- Exercise requirements -
All of the lines below are to be printed again exactly; images are excluded from the output.

::: Material provided :::

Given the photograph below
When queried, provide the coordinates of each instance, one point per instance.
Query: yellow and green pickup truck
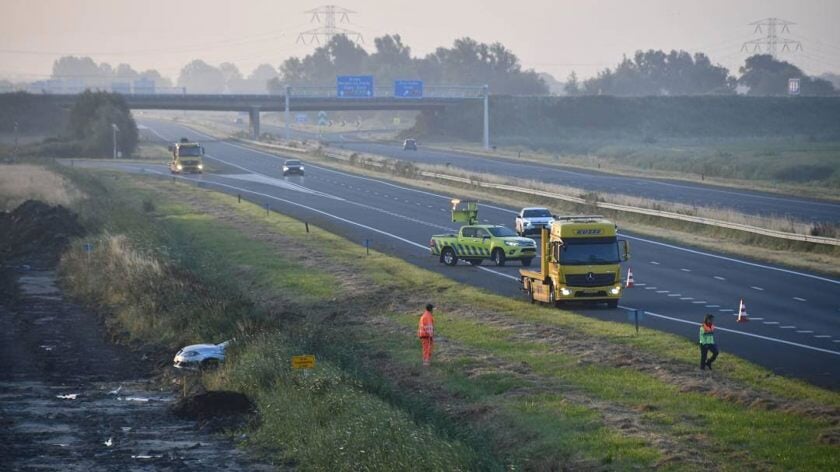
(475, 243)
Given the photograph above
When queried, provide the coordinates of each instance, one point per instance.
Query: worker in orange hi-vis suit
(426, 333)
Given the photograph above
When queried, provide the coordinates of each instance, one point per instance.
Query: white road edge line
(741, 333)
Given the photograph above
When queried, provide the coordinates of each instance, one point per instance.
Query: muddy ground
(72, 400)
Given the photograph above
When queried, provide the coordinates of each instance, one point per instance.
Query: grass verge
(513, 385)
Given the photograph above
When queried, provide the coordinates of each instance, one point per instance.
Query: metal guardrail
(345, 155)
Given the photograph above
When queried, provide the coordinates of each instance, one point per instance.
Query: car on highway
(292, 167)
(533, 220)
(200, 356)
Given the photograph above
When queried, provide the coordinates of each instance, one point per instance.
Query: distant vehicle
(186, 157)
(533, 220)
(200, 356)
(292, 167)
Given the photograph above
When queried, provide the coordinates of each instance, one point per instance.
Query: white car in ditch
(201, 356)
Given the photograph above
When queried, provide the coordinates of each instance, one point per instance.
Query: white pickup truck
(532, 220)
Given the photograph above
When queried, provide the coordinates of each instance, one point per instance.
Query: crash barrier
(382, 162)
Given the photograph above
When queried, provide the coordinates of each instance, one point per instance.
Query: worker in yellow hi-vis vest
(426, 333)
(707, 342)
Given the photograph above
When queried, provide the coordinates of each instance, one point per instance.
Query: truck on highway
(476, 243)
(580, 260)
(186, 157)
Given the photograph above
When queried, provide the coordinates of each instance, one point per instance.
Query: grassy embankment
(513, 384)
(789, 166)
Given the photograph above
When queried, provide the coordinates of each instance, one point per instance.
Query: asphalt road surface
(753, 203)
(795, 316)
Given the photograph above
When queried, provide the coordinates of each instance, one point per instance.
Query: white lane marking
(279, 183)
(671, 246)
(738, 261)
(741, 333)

:::

- Result for this exercise -
Given the photograph below
When queried, provide the coordinates of each instance, one point per instance.
Query: yellow and green pickup truck
(475, 243)
Given the photograph above
When queried, provide the coordinates of each instance, one point per instance.
Query: worker in orange hi-vis suit
(426, 333)
Given the photograph above
When queried, provide the coordinates of each instance, one point per instance.
Query: white road edge line
(741, 333)
Given the photograph above
When queried, provide the coordinates of each instance, one point per instance.
Query: muddy ground
(72, 400)
Given the photograph above
When queried, provide the coordinates of each instance, one point per instance.
Query: grass verge
(513, 385)
Given the photograph above
When queried, provide the coordinates of each instance, one point per instance.
Query: metal guardrail
(345, 155)
Given the photograph above
When queried, provide the coordinates of each instance, one point per instance.
Query: car on highway
(292, 167)
(533, 220)
(200, 356)
Given the photograph above
When queried, provide the coordinates of each instance, one point per instance.
Query: distant vehicle
(186, 157)
(533, 220)
(200, 356)
(292, 167)
Given the photograph above
When queried, provide the coordinates of each instance, one point per instance.
Query: white car in ditch
(201, 356)
Given the photograph above
When queried, provide the coordinates of each instance, one point per instance.
Query: white pickup truck
(532, 220)
Given the photograph above
When queried, provide the coordinates of each instance, one point per instance.
Query: crash barrier
(382, 162)
Given the photograph above
When queried, provide the coordinates of each instance, one point per instance.
Query: worker in yellow hi-vis vest
(426, 333)
(707, 342)
Given the photograph above
When queried, provide the coordinates of each instance, one point per instance.
Query: truck on highway
(476, 243)
(580, 260)
(186, 157)
Given the photograph above
When queried, provide the coordinates of each instance, one point per instance.
Query: grassy embankment
(513, 384)
(789, 166)
Given the photograph above
When queried, provide the coordinates of each instance, one point per instance.
Query: asphalt road surface
(753, 203)
(795, 316)
Given the photograph above
When queried, provide the coordinates of each instance, one point per instance.
Query: white lane marking
(279, 183)
(671, 246)
(738, 261)
(741, 333)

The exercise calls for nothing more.